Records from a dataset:
-- -- --

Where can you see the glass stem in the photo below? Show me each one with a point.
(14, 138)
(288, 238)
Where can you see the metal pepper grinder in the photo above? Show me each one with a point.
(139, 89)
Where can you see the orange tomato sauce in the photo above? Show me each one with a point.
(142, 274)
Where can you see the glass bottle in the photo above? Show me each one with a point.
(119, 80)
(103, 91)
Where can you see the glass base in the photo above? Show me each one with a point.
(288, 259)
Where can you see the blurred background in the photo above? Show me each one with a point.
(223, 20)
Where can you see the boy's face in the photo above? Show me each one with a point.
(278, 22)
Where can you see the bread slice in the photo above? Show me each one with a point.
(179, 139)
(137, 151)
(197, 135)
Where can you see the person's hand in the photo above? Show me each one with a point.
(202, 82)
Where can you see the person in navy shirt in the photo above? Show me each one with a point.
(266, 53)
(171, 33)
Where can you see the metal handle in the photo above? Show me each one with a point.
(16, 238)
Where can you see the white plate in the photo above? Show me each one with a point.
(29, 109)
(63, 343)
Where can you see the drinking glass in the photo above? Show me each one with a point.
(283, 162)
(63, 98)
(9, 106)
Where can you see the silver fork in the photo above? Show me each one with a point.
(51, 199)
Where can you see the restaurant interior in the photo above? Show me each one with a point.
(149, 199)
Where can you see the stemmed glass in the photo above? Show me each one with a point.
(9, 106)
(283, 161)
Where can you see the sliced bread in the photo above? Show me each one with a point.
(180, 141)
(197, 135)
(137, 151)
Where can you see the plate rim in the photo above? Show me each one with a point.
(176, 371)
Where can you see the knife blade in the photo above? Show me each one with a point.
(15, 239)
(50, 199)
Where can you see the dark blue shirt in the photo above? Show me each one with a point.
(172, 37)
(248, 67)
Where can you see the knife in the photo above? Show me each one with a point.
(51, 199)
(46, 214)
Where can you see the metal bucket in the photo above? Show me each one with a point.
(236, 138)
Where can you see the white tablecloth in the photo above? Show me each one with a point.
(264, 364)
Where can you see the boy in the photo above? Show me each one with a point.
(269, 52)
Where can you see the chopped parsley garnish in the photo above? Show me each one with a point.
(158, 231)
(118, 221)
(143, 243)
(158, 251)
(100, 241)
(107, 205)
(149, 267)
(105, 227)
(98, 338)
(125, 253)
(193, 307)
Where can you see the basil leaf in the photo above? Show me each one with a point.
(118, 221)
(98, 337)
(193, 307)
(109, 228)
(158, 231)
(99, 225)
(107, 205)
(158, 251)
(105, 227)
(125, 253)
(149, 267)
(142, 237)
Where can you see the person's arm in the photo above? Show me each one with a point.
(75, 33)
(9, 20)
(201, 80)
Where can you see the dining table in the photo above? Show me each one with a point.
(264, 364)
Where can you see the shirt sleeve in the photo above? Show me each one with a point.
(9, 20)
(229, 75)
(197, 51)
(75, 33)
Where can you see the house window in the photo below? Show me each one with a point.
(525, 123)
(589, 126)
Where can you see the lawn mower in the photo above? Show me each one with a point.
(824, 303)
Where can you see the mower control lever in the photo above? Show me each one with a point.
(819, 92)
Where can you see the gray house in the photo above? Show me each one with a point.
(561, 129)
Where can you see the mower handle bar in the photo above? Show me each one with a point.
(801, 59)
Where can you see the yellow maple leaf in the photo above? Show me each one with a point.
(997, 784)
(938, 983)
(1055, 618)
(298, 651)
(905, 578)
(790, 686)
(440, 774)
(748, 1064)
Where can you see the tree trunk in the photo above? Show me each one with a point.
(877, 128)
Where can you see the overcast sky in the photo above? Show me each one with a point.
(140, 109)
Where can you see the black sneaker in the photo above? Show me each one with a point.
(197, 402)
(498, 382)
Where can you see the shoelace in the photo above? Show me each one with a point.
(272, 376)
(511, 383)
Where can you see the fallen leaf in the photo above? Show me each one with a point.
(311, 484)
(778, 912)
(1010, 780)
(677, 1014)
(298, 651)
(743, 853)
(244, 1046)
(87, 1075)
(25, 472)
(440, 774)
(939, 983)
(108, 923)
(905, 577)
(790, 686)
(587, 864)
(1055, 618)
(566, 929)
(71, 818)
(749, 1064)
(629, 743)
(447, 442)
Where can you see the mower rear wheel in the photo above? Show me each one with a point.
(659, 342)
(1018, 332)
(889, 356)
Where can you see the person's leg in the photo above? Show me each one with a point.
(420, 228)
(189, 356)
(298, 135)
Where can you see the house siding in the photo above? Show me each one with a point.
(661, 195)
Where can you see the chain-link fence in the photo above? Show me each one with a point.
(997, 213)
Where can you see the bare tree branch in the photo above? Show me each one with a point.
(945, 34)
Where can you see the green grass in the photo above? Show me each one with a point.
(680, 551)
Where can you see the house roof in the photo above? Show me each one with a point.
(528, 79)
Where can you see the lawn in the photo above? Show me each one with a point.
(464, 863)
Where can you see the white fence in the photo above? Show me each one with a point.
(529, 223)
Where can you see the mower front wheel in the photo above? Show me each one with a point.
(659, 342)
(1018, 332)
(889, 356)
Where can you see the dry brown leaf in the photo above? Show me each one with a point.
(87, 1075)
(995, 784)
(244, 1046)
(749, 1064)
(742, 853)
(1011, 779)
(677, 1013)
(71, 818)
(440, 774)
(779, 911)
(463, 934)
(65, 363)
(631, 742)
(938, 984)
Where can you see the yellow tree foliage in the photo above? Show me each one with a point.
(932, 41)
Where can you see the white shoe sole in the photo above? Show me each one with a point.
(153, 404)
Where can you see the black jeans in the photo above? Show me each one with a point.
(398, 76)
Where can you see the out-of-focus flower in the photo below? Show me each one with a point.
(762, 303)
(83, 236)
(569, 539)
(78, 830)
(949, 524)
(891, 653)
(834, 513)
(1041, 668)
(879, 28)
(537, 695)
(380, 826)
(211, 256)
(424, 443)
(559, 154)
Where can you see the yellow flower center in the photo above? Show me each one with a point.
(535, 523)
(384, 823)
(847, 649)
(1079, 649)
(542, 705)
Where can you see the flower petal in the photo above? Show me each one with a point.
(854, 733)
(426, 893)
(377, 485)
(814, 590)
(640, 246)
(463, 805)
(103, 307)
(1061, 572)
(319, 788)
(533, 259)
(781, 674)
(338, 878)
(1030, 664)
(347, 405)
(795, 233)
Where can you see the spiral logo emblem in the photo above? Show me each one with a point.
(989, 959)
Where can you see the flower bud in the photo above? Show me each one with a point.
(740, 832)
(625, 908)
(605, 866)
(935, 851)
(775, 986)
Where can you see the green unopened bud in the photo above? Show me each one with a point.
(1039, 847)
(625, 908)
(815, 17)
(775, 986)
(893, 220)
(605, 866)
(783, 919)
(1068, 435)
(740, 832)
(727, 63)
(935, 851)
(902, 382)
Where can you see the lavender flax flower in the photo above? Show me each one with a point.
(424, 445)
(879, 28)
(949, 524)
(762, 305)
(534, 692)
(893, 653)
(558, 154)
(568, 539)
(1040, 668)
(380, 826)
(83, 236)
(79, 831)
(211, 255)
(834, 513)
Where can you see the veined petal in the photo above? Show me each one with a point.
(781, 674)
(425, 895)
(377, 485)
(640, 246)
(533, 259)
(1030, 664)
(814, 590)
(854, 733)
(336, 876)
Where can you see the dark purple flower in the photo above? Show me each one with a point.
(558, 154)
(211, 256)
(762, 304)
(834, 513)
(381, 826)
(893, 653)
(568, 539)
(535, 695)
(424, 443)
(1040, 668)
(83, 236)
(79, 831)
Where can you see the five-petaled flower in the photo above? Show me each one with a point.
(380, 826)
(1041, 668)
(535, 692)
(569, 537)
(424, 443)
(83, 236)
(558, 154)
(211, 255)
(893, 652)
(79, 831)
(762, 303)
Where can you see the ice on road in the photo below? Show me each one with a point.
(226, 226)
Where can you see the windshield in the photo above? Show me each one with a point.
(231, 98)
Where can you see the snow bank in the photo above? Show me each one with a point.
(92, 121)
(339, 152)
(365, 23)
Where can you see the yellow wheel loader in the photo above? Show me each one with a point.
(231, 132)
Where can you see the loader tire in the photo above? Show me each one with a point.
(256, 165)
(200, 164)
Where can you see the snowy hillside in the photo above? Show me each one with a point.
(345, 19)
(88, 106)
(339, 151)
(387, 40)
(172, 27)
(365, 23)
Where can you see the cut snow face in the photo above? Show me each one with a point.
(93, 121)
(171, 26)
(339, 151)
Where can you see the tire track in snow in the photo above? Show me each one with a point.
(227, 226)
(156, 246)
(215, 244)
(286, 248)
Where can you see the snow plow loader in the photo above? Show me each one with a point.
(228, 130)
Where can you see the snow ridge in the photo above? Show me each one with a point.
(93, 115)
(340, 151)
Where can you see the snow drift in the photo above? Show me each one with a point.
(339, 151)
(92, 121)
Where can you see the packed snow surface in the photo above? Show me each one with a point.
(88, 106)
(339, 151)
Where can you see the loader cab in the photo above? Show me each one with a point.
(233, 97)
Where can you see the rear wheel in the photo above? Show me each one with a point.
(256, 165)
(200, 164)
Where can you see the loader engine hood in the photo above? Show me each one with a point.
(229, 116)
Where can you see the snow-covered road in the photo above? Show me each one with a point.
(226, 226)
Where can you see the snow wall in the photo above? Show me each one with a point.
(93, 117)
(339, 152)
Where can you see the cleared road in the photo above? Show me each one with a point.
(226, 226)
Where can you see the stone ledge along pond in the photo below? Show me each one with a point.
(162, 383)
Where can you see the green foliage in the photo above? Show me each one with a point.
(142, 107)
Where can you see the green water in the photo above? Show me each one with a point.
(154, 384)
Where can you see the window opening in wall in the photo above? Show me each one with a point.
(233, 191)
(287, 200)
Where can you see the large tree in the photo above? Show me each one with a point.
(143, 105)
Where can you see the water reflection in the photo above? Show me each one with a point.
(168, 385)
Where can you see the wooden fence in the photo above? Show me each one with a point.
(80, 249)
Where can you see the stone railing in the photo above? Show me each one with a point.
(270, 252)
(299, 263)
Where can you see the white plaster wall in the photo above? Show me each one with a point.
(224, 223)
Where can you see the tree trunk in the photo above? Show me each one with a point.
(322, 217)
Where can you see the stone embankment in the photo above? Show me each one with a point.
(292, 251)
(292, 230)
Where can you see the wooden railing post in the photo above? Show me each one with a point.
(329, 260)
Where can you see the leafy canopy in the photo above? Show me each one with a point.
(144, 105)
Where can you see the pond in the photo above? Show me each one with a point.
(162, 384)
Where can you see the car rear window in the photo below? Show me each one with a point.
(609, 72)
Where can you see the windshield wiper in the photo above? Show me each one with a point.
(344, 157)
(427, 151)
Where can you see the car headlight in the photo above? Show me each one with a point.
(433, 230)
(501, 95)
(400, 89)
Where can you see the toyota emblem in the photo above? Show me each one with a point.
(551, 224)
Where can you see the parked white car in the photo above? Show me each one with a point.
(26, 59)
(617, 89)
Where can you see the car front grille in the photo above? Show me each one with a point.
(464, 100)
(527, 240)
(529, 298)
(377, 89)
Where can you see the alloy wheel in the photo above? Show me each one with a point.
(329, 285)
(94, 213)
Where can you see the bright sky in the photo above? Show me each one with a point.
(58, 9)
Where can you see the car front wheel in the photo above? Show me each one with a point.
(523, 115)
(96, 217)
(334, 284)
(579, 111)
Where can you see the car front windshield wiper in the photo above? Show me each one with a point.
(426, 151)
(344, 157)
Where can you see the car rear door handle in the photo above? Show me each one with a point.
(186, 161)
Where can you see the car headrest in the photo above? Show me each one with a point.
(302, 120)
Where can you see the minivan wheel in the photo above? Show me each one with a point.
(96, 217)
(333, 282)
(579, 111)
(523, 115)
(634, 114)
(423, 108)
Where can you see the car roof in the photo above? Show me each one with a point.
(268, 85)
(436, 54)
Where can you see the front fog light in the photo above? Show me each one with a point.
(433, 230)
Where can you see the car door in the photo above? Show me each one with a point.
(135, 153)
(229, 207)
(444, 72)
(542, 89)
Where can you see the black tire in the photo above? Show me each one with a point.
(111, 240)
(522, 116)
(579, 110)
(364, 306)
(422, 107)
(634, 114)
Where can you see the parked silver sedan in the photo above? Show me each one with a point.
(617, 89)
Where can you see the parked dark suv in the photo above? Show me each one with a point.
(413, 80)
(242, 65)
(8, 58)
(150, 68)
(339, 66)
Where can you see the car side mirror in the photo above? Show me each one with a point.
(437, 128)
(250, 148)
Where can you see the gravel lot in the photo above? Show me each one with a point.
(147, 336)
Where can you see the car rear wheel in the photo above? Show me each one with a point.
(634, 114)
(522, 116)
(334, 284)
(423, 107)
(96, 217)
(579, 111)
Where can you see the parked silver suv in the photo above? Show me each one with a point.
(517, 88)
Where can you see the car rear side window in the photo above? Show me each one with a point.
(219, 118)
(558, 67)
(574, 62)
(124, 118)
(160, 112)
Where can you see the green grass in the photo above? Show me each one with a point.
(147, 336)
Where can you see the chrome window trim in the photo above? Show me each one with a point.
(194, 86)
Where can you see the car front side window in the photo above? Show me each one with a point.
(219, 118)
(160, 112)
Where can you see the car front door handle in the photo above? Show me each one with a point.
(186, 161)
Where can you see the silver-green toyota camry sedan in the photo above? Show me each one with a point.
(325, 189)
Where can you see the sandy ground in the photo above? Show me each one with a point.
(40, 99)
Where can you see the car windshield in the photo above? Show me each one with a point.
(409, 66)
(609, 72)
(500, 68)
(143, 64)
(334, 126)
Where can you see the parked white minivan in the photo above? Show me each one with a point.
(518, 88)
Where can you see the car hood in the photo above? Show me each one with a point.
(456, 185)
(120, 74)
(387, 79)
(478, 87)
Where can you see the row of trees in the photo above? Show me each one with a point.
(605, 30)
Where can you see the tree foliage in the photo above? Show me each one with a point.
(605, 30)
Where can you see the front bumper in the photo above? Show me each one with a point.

-- -- --

REQUIRED TASK:
Repeat only the lines running from the line that contains "Where can you see the car front side" through the last line above, inclusive.

RESULT FOR THIS TASK:
Where can you see the car front side window in the photo above? Show me each one with a point.
(219, 118)
(160, 112)
Where can you see the car front door handle in the photo above? Show me each one with a point.
(186, 161)
Where can you see the silver-green toyota camry sedan in the photo above? Show me each one with a point.
(325, 189)
Where can you see the sandy ground in the photo above? Show me each one with a point.
(40, 99)
Where can you see the car windshield in the photo above? Show me each one with a point.
(409, 66)
(609, 72)
(500, 68)
(143, 64)
(334, 126)
Where can you see the parked white minivan in the photo above? Show me each one with a point.
(518, 88)
Where can you see the car hood in the photo above? Show me each one with a point.
(456, 185)
(120, 74)
(387, 79)
(478, 87)
Where can you see the row of trees in the photo above? Show me each one with a point.
(605, 30)
Where can you see the tree foliage in the photo above? Show me each one with a point.
(605, 30)
Where can you see the front bumper in the photo above? Show me each one with a point.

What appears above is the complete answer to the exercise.